═══ Seçilmiş Alıntı ═══

İster çoğunluk deyin, ister halk... Demokrasi
müsameresini uzun yıllar boyu sessizce izleyip seçim
günlerinde ehven-i şer oylar atarak beklediler.
Ne zaman siyasal elitlerin müsamere sahnesi dağılsa
acının büyüğü yine halkın payına düşüyor, kabak onların başına
patlıyordu.
Ama şundan hep emindiler: Sünnileri sekülerleştiren, Alevileri
Sünnileştiren, Kürtleri kimliksizleştiren, Türkleri Batı karşısında
ezikleştiren devlet pratiği asla normal sayılamazdı.
Ülke elbet bir gün kendi tabii sosyal-kültürel yatağında akan bir
nehre dönüşecekti.
Nihayet 2000'ler geldi. "Sessiz çoğunluk" açıkça siyasal alana
müdahale etti ve hükümet oldu.

═══

**Sorular**
**a)** Alıntıya göre "Sessiz çoğunluk" siyasal alana hangi dönemde açıkça müdahale etti?
**b)** Listedeki tüm kayıtları "What to detect" ifadesi yerine "Target object" gelecek şekilde güncelleyin, başka hiçbir şeyi değiştirmeyin.
Alıntı ile liste birbirinden ayrı malzemelerdir.

═══ Veri Girdileri ═══

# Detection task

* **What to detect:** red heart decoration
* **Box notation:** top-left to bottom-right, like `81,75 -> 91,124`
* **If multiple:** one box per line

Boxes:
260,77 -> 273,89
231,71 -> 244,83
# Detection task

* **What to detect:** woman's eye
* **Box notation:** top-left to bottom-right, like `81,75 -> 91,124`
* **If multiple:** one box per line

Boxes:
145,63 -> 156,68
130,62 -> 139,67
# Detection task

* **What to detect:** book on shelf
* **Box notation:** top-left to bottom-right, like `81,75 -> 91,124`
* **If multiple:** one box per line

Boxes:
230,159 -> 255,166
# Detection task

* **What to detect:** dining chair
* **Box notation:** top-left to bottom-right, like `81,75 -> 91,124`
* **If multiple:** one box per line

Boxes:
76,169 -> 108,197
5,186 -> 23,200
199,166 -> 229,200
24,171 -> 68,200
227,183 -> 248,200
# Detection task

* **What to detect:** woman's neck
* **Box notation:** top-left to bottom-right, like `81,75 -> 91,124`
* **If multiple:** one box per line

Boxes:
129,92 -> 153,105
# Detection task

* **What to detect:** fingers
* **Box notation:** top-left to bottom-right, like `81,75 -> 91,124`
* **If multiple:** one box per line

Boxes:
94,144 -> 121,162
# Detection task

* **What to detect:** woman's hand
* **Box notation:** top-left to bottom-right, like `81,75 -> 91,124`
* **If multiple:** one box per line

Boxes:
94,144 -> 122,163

═══

**Görevlerin Cevapları**
**a)** 2000'lerde.

**b)**
# Detection task

* **Target object:** red heart decoration
* **Box notation:** top-left to bottom-right, like `81,75 -> 91,124`
* **If multiple:** one box per line

Boxes:
260,77 -> 273,89
231,71 -> 244,83
# Detection task

* **Target object:** woman's eye
* **Box notation:** top-left to bottom-right, like `81,75 -> 91,124`
* **If multiple:** one box per line

Boxes:
145,63 -> 156,68
130,62 -> 139,67
# Detection task

* **Target object:** book on shelf
* **Box notation:** top-left to bottom-right, like `81,75 -> 91,124`
* **If multiple:** one box per line

Boxes:
230,159 -> 255,166
# Detection task

* **Target object:** dining chair
* **Box notation:** top-left to bottom-right, like `81,75 -> 91,124`
* **If multiple:** one box per line

Boxes:
76,169 -> 108,197
5,186 -> 23,200
199,166 -> 229,200
24,171 -> 68,200
227,183 -> 248,200
# Detection task

* **Target object:** woman's neck
* **Box notation:** top-left to bottom-right, like `81,75 -> 91,124`
* **If multiple:** one box per line

Boxes:
129,92 -> 153,105
# Detection task

* **Target object:** fingers
* **Box notation:** top-left to bottom-right, like `81,75 -> 91,124`
* **If multiple:** one box per line

Boxes:
94,144 -> 121,162
# Detection task

* **Target object:** woman's hand
* **Box notation:** top-left to bottom-right, like `81,75 -> 91,124`
* **If multiple:** one box per line

Boxes:
94,144 -> 122,163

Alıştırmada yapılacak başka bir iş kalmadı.